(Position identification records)
★ ★ ★

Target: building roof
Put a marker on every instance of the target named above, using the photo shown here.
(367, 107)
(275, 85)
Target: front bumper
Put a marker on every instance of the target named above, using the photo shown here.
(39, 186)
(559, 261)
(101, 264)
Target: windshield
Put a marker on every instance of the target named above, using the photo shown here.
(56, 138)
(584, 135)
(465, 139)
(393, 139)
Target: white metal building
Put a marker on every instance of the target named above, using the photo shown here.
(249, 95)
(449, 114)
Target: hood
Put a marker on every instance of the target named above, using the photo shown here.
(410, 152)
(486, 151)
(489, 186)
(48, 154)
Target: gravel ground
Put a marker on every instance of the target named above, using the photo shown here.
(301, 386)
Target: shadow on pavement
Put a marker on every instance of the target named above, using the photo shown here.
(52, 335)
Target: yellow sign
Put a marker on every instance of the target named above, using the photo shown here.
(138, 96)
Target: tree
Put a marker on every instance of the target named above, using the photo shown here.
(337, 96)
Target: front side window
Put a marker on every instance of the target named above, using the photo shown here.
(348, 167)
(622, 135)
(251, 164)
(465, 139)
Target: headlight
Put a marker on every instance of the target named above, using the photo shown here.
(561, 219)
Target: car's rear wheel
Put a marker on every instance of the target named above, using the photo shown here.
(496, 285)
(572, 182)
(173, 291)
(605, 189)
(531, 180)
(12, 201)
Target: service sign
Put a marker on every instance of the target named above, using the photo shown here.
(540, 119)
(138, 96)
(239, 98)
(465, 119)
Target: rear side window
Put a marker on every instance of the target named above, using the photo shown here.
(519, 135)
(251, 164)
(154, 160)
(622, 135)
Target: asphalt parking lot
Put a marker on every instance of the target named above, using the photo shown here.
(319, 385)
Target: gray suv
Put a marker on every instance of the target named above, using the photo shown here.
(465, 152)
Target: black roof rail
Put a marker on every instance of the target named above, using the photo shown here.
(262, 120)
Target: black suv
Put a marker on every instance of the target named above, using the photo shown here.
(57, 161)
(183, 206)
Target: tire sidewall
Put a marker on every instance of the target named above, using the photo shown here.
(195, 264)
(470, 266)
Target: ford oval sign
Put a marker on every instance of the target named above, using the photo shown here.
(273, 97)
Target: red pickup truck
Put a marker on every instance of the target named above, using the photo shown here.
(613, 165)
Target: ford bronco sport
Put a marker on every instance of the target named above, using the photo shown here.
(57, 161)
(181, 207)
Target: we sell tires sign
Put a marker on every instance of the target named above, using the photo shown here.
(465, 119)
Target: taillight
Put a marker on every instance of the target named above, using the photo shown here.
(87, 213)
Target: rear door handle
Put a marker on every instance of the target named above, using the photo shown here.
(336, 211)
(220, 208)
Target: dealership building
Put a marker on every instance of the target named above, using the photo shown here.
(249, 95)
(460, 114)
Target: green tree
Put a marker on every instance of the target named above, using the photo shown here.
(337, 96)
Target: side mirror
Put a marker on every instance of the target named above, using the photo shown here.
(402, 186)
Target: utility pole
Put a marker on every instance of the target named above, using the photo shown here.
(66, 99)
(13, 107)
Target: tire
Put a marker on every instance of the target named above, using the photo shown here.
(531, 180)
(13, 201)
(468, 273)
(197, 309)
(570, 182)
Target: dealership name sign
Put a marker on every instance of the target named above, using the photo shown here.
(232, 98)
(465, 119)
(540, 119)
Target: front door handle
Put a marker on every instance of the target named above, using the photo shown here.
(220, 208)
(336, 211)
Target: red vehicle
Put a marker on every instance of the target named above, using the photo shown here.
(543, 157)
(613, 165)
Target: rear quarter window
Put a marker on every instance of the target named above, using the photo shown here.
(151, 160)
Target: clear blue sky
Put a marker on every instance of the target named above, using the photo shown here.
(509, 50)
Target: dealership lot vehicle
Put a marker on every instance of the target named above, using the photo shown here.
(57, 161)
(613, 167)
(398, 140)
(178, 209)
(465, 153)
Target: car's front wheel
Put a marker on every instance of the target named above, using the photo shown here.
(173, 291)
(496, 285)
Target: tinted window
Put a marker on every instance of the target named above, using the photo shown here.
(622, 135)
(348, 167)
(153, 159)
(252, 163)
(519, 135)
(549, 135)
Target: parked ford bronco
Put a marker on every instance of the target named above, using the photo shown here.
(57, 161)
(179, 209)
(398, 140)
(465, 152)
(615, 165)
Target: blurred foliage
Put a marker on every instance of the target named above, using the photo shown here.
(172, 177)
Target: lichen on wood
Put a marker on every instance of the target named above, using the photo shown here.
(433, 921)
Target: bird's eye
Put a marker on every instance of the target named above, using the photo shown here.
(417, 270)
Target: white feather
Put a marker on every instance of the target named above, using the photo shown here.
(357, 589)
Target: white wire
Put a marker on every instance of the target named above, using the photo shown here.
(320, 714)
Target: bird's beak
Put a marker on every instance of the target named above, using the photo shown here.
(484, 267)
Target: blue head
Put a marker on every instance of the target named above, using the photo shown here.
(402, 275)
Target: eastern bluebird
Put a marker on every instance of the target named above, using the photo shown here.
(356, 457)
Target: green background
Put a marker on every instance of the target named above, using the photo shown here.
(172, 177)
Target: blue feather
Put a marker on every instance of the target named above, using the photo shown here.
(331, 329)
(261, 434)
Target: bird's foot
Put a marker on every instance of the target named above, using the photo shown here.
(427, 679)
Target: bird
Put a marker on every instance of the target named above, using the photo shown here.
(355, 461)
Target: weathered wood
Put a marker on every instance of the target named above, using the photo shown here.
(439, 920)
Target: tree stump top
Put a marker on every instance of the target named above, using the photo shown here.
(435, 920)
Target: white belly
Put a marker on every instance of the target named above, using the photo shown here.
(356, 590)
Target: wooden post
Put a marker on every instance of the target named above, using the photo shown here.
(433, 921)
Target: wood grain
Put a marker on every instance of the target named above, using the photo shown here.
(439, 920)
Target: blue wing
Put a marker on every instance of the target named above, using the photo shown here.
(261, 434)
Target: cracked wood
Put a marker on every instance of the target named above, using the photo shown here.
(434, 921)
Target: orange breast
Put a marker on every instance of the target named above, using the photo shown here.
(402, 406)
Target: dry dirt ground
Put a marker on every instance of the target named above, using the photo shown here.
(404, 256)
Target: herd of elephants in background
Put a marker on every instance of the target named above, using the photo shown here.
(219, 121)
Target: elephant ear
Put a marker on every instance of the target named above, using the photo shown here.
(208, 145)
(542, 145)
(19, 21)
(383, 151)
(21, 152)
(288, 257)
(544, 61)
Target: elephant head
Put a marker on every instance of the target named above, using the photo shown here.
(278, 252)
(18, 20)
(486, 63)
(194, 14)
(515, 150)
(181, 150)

★ ★ ★

Reword the rows by replacing "Put a marker on" with "Place a point on" wherever it appears, and keep everything else the same.

Target: building roof
Place a point on every instance of the target named above, using the photo shown here.
(367, 107)
(275, 85)
Target: front bumper
Place a point on every instance of the target named above, using the photo shown here.
(39, 186)
(559, 261)
(101, 264)
Target: windshield
Place a point on every instance of the target named above, using the photo shown here.
(56, 138)
(584, 135)
(465, 139)
(393, 139)
Target: white metal building
Place a point on every instance of the target named above, using the photo shown here.
(249, 95)
(449, 114)
Target: hood
Place a point on every instance of the target named above, using the photo shown here.
(410, 152)
(486, 151)
(489, 186)
(48, 154)
Target: gravel ground
Place a point on every instance of the target named above, using the photo shown here.
(301, 386)
Target: shadow on pavement
Place a point on every instance of the target named above, using the photo shown here.
(52, 335)
Target: yellow sign
Place a point on every instance of the target named above, using the photo shown here.
(138, 96)
Target: tree
Place a point on every instance of the target named above, using the photo shown here.
(337, 96)
Target: front side window
Place a point on every instance of the target named above, using the photo shown here.
(348, 167)
(622, 135)
(251, 164)
(465, 139)
Target: headlight
Place a point on every instance of the target named above, using the photo shown here.
(561, 219)
Target: car's rear wheel
Place a point on every instance of the target named above, using the photo shown here.
(496, 285)
(572, 182)
(173, 291)
(605, 189)
(531, 180)
(12, 201)
Target: service sign
Place a point on every instance of the target named above, using the photo shown here.
(540, 119)
(138, 96)
(239, 98)
(465, 119)
Target: rear side window
Place a point on every instance of the target named above, using the photo shown here.
(519, 135)
(251, 164)
(154, 160)
(622, 135)
Target: asphalt parking lot
Place a point on every instance of the target named above, using the photo shown here.
(319, 385)
Target: gray suv
Place a point on every instance of the target named above, using the photo shown here.
(465, 152)
Target: black roof rail
Place a point on every instance of the target named above, using the photo shown here.
(262, 120)
Target: black suv
Place a point on every instance of the target named above, using the photo shown here.
(57, 161)
(183, 206)
Target: tire sidewall
Place a point on every instance of the target named above, using the photo shown here.
(195, 264)
(470, 266)
Target: ford oval sign
Place a point on every instance of the target named above, using the photo shown here.
(273, 97)
Target: red pickup truck
Place a point on every instance of the target named above, using the photo shown here.
(613, 165)
Target: ford bronco sport
Place a point on every instance of the target named above, using the photo shown here.
(57, 161)
(181, 207)
Target: we sell tires sign
Place a point on every instance of the target named above, using the photo shown here.
(465, 119)
Target: taillight
Place a point on every instance of the target named above, using the photo shown here.
(87, 213)
Target: rear door handle
Place a point on every instance of the target named above, using the photo shown here.
(336, 211)
(220, 208)
Target: dealership building
Place a point on every instance of the target named above, using the photo shown here.
(249, 95)
(460, 114)
Target: green tree
Place a point on every instance of the target named above, using the photo shown here.
(337, 96)
Target: side mirror
Place a point on every instance of the target named above, using the photo shown here.
(402, 186)
Target: utility pole
Place a point on every instance of the target named above, using the photo shown here.
(66, 99)
(13, 107)
Target: tire
Place a point on every instance of the target named above, using the photo shown here.
(531, 180)
(13, 201)
(468, 273)
(197, 309)
(570, 182)
Target: dealership name sign
Place a point on every instance of the target named above, using the photo shown here.
(232, 98)
(465, 119)
(540, 119)
Target: front door handle
Place a point on every instance of the target named above, using the photo shown here.
(220, 208)
(336, 211)
Target: red vehicle
Place a point on every instance of the target named above, using the photo shown here.
(543, 157)
(613, 165)
Target: rear quarter window
Place a point on every instance of the target named above, using the photo shown here.
(151, 160)
Target: clear blue sky
Place a point on every instance of the target named above, using the photo shown here.
(509, 50)
Target: dealership lot vehicle
Place a point on every instance of the target named above, using the photo shown here.
(57, 161)
(613, 167)
(398, 140)
(178, 209)
(465, 153)
Target: car's front wheel
Place a point on every instance of the target named above, using the photo shown here.
(173, 291)
(496, 285)
Target: tinted window
Place a point on every instance of the target named above, using the photo shown here.
(622, 135)
(348, 167)
(153, 159)
(252, 163)
(519, 135)
(549, 135)
Target: parked ford bronco
Place a point on every instance of the target named above, using the photo shown here.
(57, 161)
(179, 209)
(398, 140)
(465, 152)
(615, 165)
Target: blurred foliage
Place a point on every instance of the target named above, using the photo shown here.
(172, 177)
Target: lichen on wood
Place a point on every instance of the target named above, using the photo shown here.
(433, 921)
Target: bird's eye
Place a point on every instance of the target named above, using the photo shown here.
(417, 270)
Target: white feather
Place a point on every instance of the target named above, using the photo shown here.
(357, 589)
Target: white wire
Place a point on every instance of the target named above, using the photo shown here.
(320, 714)
Target: bird's beak
Place a point on every instance of the target named above, using the photo shown here.
(484, 267)
Target: blue head
Place a point on every instance of the target named above, using the photo shown here.
(402, 275)
Target: eastern bluebird
Place a point on every instance of the target named above, using the photo shown here.
(356, 457)
Target: green background
Place a point on every instance of the target named above, using the photo shown here.
(172, 177)
Target: blue feather
Place a point on every instance of the target named above, using the photo shown here.
(331, 329)
(261, 434)
Target: bird's foot
Place a point on every instance of the target named above, using the photo shown here.
(427, 679)
Target: bird
Place a point on every instance of the target named above, using the photo shown here.
(355, 461)
Target: weathered wood
Place a point on every instance of the target named above, using the photo shown here.
(439, 920)
Target: tree stump top
Place a point on every instance of the target named above, using the photo shown here.
(435, 920)
Target: white belly
Place a point on every instance of the target named above, using the photo shown here.
(356, 590)
Target: wooden post
Place a point on every instance of the target named above, using the photo shown here.
(433, 921)
Target: wood grain
Place a point on every instance of the target named above, using the photo shown here.
(439, 920)
Target: blue wing
Place a point on every instance of the target named above, using the photo shown here.
(261, 434)
Target: cracked wood
Place a point on every instance of the target named above, using the photo shown here.
(434, 921)
Target: orange breast
Place a point on every instance of the target named above, using the photo shown here.
(402, 406)
Target: dry dirt ground
Place a point on every instance of the target named above, using the photo shown here.
(404, 256)
Target: herd of elephants in background
Place a point on every instance of the target named above, using the photo shown here.
(219, 121)
Target: elephant ear
Place a point on every instance of the target named above, using the photo shown here.
(208, 145)
(542, 145)
(19, 21)
(383, 151)
(21, 152)
(288, 257)
(544, 61)
Target: elephant head
Place a point on every instance of the target named above, using the photo shown here.
(278, 252)
(18, 20)
(486, 63)
(194, 14)
(515, 150)
(181, 150)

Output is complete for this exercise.